# THE PROBLEM
Copy every line of the records below, requests included, but leave out the pictures. Shift each bounding-box coordinate in the answers by -46, and keep the numbers in the requests and their sample output unchanged.

# STORED DATA
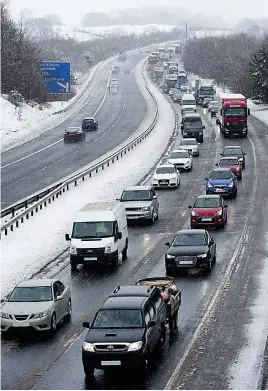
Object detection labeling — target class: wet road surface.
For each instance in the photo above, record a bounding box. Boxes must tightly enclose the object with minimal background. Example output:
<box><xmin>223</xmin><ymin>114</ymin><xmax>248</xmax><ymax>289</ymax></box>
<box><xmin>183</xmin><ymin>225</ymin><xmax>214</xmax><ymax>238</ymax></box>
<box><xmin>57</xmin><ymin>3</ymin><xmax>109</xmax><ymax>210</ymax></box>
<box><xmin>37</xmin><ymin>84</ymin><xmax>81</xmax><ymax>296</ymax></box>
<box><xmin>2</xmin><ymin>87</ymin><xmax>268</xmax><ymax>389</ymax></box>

# OUTPUT BELOW
Object detection labeling — target class: wet road surface.
For each instance in the photo above, record a bounding box. Boxes must tightly enclose the object with minimal background. Example output:
<box><xmin>223</xmin><ymin>114</ymin><xmax>248</xmax><ymax>289</ymax></box>
<box><xmin>183</xmin><ymin>225</ymin><xmax>214</xmax><ymax>238</ymax></box>
<box><xmin>57</xmin><ymin>3</ymin><xmax>109</xmax><ymax>210</ymax></box>
<box><xmin>37</xmin><ymin>84</ymin><xmax>81</xmax><ymax>296</ymax></box>
<box><xmin>-44</xmin><ymin>41</ymin><xmax>222</xmax><ymax>343</ymax></box>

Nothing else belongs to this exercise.